**Material to process**
-.-.-
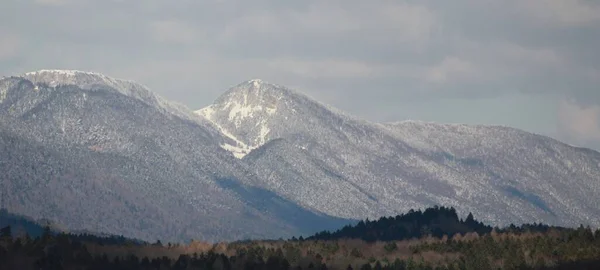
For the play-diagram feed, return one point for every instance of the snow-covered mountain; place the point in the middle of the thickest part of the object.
(333, 163)
(102, 154)
(96, 153)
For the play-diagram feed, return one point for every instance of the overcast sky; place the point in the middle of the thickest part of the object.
(530, 64)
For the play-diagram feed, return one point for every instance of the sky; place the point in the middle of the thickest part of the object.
(529, 64)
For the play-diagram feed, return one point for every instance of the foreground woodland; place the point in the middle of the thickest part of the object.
(432, 239)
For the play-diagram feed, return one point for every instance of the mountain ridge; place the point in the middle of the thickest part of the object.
(423, 163)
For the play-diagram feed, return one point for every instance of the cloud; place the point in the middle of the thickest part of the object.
(403, 52)
(578, 123)
(51, 2)
(451, 68)
(10, 45)
(170, 31)
(566, 13)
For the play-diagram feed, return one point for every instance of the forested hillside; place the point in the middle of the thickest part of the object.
(514, 247)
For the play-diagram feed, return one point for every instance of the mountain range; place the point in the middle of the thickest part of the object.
(97, 153)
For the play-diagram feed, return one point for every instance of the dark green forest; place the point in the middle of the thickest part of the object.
(435, 238)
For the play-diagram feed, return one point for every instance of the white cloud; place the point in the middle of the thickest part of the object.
(10, 46)
(52, 2)
(451, 69)
(171, 31)
(564, 12)
(578, 123)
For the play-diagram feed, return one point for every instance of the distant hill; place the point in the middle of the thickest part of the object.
(21, 224)
(436, 221)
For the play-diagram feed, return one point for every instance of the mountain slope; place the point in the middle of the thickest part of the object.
(343, 166)
(101, 154)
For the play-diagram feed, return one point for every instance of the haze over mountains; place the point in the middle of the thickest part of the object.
(97, 153)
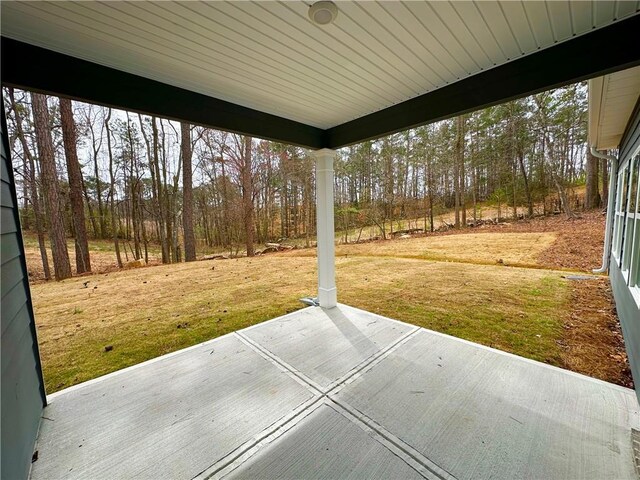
-.-.-
**Given exercise**
Convert the material above into a numbered list with one item per line, dropping any blank lines. Leave the pictures out.

**Solution to this task**
1. For the play-diagram feed, return one point for every instance of the snow-covered mountain; place the point in the middle of the thickest part of the object.
2. (333, 163)
3. (102, 154)
4. (96, 153)
5. For the play-diagram feed, return one point for every instance of the overcast sky; place the point in the middle of the thickest part of the object.
6. (530, 64)
7. For the play-diagram feed, return one point for every instance of the sky; place the point in the middle of the thickest part of the object.
8. (529, 64)
9. For the play-diagram feed, return one point for every instance of the foreground woodland; place the point in the middle of the thickest part of the object.
10. (432, 239)
11. For the play-diagram feed, return one point for every instance of the mountain ridge; place the point in the middle of the thickest part of the object.
12. (423, 163)
13. For the play-diagram feed, return one point for every instance of the cloud; place the point in the middle of the thickest part of the object.
14. (403, 52)
15. (578, 123)
16. (51, 2)
17. (451, 68)
18. (10, 45)
19. (170, 31)
20. (566, 13)
21. For the play-diagram feed, return one point for every instance of the forested hillside; place the point in the middle of the thickest part of the object.
22. (514, 247)
23. For the play-diagram feed, return one point for every instance of the mountain range; place the point in the middle of the thickest part of the object.
24. (97, 153)
25. For the play-diagram feed, return one point for every instance of the dark green forest; place the point in the middle of the thickest part of the object.
26. (435, 238)
27. For the play-diagram feed, return one point for every instance of the white cloud; place the point in the middle of the thickest part of the object.
28. (10, 46)
29. (52, 2)
30. (451, 69)
31. (171, 31)
32. (564, 12)
33. (578, 123)
34. For the play-diagram feed, return one point for every instance of the distant hill; place the point in the middle of the thickest part of the object.
35. (21, 224)
36. (436, 221)
37. For the play-diagram feed, return one point for every instance of the mountain slope; place the point in the middle of the thickest part of the object.
38. (343, 166)
39. (101, 154)
40. For the play-diagram feed, return one point for every instance of the haze over mountains; place the point in the middle of the thickest part of the object.
41. (97, 153)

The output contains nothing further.